RECORDS FOR PROCESSING Start Marker

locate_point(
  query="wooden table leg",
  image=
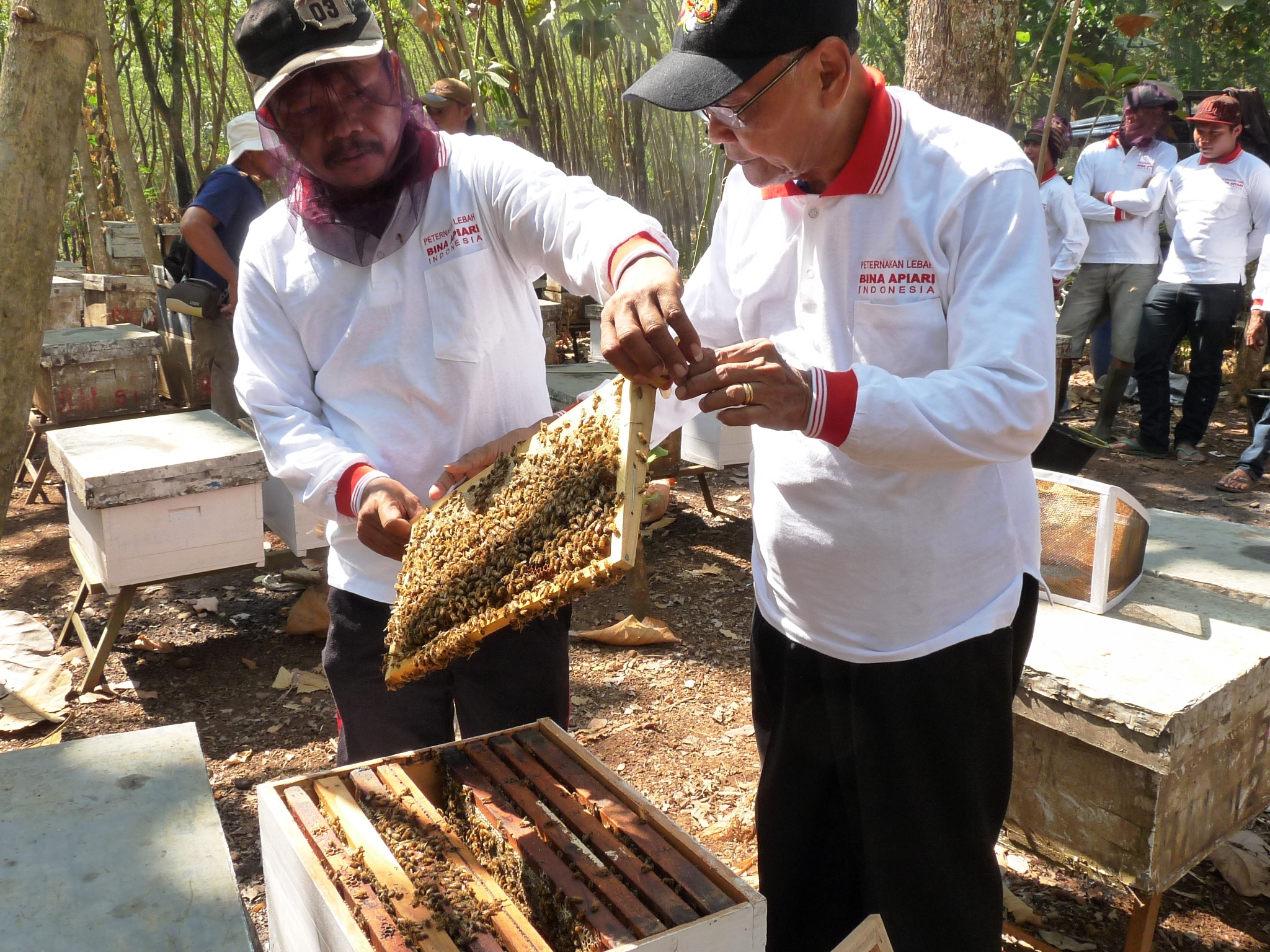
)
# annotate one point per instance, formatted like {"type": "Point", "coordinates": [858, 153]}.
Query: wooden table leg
{"type": "Point", "coordinates": [1142, 924]}
{"type": "Point", "coordinates": [37, 484]}
{"type": "Point", "coordinates": [705, 493]}
{"type": "Point", "coordinates": [99, 655]}
{"type": "Point", "coordinates": [74, 614]}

RECORDS FOR PROCESSING End Marker

## WHAT TO PRODUCE
Drop the images and repeat the data exactly.

## EXERCISE RESPONSE
locate_point(
  query="wooden table leg",
  image=
)
# annotate one point per instance, formatted like {"type": "Point", "coordinates": [858, 153]}.
Query: wooden table leg
{"type": "Point", "coordinates": [1142, 924]}
{"type": "Point", "coordinates": [37, 484]}
{"type": "Point", "coordinates": [705, 493]}
{"type": "Point", "coordinates": [99, 655]}
{"type": "Point", "coordinates": [74, 614]}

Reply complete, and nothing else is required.